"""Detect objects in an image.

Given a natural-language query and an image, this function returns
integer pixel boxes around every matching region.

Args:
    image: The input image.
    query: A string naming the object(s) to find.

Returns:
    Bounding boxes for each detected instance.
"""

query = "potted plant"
————
Reproduce the records above verbatim, line for line.

◆ Written reply:
"""Detect objects in an image.

Given a natural-language query and an image, this function returns
integer pixel boxes around every matching region.

Args:
    image: The input image.
    query: A string naming the object(s) to find.

Returns:
    Bounding boxes for each detected instance.
"""

query = "potted plant"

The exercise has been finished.